■ Exercise details: Look through the data below for the line with "the white building.", and transcribe it exactly together with each line after it up to and including the line with "of the wheel". Give nothing else.

Referring expression pointing data
***
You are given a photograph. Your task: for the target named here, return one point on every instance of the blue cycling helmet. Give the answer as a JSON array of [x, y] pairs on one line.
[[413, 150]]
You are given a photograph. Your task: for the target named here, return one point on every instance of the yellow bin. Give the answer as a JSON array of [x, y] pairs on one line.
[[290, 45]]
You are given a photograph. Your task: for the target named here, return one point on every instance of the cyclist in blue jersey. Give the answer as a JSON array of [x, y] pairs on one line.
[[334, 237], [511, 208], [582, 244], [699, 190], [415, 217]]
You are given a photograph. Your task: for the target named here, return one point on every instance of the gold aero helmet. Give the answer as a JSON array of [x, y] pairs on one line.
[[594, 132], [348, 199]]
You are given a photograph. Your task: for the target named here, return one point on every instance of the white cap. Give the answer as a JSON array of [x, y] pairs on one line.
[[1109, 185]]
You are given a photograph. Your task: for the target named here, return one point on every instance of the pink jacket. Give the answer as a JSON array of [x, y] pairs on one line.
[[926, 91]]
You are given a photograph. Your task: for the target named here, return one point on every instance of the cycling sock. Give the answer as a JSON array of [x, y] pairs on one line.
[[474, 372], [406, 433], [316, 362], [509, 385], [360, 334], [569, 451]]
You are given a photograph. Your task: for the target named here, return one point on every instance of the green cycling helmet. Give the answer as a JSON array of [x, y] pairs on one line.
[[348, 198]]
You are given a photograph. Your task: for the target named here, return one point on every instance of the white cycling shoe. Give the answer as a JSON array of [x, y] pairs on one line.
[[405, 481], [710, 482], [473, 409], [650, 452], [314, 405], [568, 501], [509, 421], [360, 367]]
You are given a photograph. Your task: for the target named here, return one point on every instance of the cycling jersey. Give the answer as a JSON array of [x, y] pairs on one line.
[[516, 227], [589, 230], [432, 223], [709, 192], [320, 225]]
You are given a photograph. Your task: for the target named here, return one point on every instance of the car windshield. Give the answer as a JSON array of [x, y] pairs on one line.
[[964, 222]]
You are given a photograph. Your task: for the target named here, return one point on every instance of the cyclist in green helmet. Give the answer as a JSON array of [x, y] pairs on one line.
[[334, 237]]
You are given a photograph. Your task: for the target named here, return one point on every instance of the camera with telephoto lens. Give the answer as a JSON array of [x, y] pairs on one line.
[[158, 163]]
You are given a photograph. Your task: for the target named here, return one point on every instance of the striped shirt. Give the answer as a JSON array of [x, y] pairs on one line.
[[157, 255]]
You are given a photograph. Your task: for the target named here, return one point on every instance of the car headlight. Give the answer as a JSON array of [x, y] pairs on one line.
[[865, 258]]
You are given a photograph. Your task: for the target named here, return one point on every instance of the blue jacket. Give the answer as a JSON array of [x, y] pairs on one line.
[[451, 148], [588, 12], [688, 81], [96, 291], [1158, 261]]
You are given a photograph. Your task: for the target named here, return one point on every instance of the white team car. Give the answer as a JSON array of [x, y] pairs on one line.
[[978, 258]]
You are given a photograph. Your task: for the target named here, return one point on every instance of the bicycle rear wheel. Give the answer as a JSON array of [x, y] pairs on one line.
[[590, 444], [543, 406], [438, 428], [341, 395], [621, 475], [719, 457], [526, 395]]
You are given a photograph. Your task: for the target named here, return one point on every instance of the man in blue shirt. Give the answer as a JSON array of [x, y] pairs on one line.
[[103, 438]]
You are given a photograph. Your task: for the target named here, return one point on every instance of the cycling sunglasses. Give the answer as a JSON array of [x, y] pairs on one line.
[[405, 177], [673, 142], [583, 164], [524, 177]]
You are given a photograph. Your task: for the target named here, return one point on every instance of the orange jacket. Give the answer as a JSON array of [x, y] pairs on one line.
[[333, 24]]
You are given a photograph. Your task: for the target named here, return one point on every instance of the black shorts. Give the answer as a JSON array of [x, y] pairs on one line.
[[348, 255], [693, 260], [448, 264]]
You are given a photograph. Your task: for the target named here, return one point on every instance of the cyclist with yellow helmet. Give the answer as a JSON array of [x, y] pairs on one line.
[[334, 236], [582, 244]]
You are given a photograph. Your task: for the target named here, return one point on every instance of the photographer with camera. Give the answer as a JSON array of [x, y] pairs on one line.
***
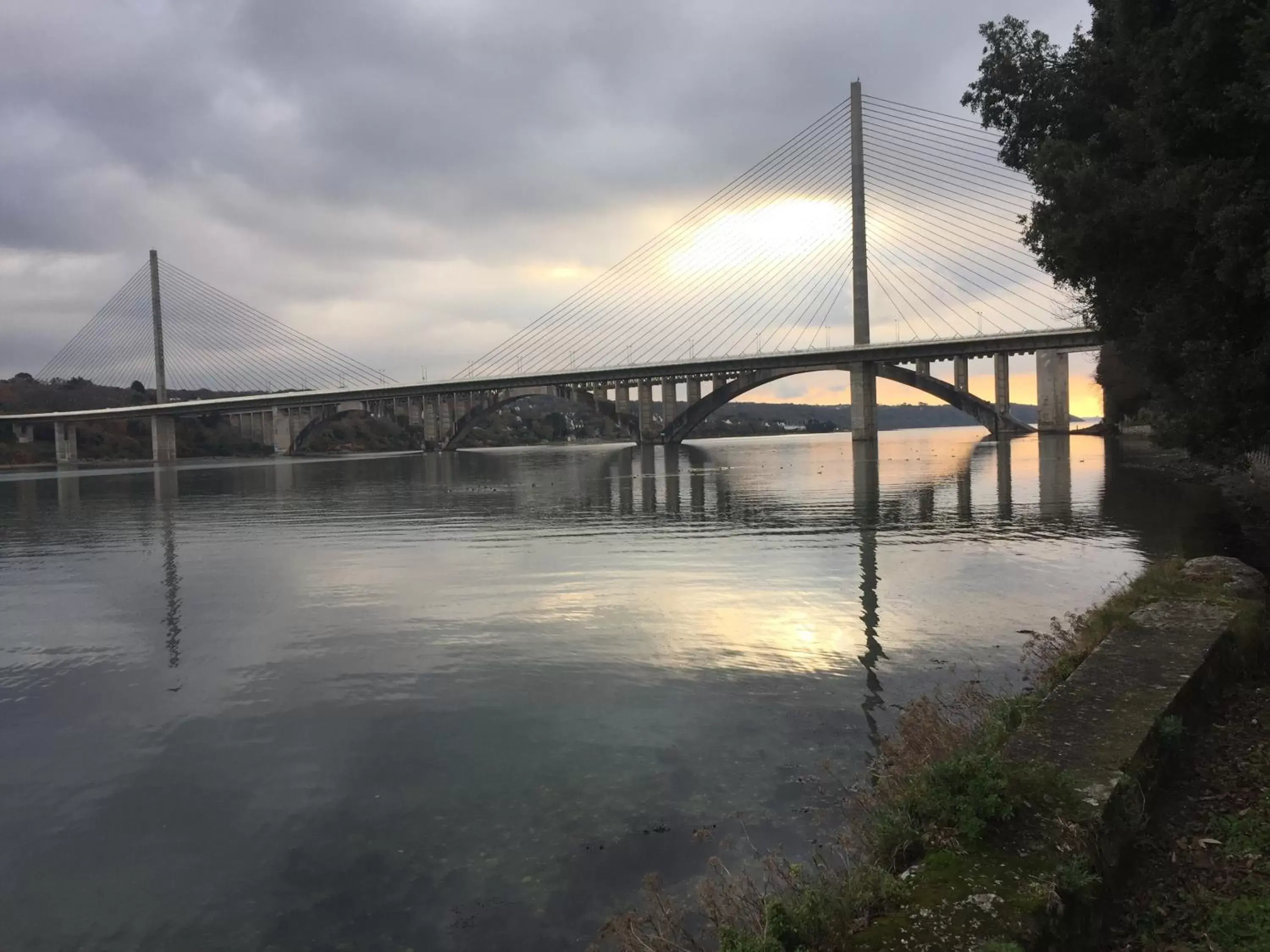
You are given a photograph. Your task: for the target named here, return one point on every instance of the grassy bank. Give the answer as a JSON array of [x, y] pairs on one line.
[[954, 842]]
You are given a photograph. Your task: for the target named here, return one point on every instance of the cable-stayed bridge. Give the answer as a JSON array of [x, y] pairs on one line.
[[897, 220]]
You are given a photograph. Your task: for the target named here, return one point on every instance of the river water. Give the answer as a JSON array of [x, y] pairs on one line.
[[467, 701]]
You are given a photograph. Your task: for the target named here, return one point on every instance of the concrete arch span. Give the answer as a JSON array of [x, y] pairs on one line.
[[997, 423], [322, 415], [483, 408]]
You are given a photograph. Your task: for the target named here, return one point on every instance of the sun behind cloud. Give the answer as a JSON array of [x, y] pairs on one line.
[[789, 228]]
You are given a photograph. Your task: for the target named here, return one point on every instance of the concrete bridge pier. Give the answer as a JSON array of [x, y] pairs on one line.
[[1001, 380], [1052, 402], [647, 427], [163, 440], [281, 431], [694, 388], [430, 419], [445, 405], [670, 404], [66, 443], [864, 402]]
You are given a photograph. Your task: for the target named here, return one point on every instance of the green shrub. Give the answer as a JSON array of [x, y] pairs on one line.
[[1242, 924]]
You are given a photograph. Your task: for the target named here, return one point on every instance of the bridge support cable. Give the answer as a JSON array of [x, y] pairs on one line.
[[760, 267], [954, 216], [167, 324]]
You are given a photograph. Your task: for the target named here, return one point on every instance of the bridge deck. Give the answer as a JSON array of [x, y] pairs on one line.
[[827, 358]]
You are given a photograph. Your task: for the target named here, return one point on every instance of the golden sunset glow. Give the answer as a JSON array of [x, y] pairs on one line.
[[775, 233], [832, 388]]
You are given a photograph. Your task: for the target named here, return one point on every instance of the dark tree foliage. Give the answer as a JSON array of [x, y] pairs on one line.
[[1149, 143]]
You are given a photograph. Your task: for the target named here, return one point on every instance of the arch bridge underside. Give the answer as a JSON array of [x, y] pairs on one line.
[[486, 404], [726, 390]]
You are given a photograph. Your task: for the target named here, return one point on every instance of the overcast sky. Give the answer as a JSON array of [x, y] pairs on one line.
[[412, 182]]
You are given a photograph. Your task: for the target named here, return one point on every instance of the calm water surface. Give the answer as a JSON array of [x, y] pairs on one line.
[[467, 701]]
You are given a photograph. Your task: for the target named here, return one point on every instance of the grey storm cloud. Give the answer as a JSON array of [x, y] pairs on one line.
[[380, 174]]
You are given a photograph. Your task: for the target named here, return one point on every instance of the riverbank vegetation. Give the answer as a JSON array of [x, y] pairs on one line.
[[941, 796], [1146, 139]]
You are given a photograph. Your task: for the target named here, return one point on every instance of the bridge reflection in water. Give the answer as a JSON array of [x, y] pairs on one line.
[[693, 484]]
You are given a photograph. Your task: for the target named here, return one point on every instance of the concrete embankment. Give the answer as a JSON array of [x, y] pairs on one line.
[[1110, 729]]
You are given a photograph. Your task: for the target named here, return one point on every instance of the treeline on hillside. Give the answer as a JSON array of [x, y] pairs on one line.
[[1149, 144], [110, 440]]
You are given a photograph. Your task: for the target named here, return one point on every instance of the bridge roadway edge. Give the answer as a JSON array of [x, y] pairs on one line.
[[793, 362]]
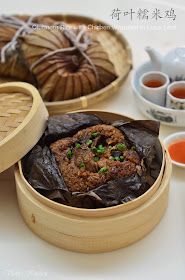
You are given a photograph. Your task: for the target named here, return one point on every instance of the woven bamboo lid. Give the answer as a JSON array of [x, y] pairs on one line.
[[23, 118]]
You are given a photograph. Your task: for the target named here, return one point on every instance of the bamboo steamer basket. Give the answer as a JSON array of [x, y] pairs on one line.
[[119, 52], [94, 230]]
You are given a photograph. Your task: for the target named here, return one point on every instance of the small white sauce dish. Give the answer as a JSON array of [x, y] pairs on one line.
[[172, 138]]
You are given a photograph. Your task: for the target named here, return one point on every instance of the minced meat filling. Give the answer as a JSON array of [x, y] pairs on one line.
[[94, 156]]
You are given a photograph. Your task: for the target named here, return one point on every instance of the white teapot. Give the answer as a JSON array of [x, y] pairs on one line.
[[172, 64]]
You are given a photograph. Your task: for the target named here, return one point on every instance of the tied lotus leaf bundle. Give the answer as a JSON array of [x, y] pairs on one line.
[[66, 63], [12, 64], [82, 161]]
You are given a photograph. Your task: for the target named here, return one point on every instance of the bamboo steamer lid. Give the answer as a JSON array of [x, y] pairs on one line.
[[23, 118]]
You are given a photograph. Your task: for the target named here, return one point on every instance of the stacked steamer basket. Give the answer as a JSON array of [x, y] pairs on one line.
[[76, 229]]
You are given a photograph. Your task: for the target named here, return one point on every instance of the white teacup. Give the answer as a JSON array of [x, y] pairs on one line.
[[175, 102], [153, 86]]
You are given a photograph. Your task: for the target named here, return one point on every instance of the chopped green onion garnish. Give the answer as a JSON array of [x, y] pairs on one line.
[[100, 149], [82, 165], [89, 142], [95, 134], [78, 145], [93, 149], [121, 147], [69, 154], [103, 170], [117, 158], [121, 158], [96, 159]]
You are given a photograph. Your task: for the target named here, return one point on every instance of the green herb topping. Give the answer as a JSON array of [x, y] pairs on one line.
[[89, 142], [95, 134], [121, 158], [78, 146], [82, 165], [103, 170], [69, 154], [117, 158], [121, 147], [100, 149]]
***
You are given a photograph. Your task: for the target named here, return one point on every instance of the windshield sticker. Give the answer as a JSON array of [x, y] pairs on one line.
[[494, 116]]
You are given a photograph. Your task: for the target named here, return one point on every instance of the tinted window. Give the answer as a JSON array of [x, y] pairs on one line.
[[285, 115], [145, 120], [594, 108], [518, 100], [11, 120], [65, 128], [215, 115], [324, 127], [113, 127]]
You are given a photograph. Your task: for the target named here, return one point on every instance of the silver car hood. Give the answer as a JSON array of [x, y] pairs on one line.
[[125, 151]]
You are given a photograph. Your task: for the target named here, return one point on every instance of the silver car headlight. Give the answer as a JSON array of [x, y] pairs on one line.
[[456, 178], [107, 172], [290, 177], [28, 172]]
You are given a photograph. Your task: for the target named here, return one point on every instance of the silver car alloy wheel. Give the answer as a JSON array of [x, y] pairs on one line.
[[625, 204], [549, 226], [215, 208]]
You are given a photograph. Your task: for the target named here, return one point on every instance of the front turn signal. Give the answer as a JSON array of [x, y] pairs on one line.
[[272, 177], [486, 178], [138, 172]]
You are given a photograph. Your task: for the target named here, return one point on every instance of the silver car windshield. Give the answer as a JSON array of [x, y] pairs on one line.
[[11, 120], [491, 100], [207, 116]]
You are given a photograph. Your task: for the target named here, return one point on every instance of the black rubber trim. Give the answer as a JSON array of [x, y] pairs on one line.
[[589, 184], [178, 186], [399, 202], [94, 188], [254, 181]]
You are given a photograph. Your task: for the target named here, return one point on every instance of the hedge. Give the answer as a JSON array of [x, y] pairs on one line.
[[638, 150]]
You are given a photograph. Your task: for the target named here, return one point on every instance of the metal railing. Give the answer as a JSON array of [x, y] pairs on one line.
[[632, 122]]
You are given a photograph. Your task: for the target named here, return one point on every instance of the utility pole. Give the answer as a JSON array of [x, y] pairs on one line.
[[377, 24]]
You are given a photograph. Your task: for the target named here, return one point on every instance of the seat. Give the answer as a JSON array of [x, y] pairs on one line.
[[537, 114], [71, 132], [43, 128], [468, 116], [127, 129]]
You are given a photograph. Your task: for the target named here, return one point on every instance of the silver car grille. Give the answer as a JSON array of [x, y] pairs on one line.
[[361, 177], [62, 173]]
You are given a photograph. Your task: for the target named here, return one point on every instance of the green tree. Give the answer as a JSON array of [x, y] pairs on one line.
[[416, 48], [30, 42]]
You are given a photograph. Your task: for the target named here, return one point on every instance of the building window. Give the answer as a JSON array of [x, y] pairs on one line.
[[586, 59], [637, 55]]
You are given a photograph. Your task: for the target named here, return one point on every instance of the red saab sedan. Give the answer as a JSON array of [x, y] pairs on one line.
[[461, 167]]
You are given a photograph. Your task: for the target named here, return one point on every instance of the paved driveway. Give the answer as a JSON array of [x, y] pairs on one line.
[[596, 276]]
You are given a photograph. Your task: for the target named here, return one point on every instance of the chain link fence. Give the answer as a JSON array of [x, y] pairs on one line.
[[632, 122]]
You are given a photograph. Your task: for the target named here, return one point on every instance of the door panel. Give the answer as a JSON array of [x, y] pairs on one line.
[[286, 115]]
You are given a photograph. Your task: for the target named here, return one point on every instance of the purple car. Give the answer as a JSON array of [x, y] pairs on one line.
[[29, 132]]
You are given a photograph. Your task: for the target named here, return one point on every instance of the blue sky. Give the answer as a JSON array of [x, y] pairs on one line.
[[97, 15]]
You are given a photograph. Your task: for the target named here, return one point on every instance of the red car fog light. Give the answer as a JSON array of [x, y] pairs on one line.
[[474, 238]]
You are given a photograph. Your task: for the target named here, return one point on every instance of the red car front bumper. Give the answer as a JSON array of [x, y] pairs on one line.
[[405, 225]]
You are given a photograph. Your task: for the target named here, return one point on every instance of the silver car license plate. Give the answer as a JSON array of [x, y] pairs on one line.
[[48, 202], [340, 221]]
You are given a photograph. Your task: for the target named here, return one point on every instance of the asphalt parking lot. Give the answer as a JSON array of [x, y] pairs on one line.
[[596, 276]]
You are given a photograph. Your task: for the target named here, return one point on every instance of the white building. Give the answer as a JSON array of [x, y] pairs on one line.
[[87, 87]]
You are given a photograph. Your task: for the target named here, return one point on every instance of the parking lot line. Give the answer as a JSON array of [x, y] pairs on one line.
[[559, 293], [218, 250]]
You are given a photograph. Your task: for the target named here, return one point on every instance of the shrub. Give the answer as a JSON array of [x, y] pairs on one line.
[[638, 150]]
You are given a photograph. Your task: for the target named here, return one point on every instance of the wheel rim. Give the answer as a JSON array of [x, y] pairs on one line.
***
■ Result:
You are given a photograph. Your task: for the target named here, return one point on every instance of the white building. Give the answer as a JSON array of [x, y] pairs on one line.
[[87, 87]]
You are given a photograph. Your task: for the target named here, return one point on every instance of the parking lot line. Give the answer as a JSON array of [x, y] pairs on one line.
[[559, 293], [218, 250]]
You are given a photograph. Your task: for the target named here, return one point on every instance of the shrub. Give the answer as a JSON array of [x, y] pairs on one line.
[[638, 150]]
You are given a photograph. Your task: for the target named here, return one point on every instance of the wheel rim. Give the answer as a JSON array of [x, y] pairs on one line.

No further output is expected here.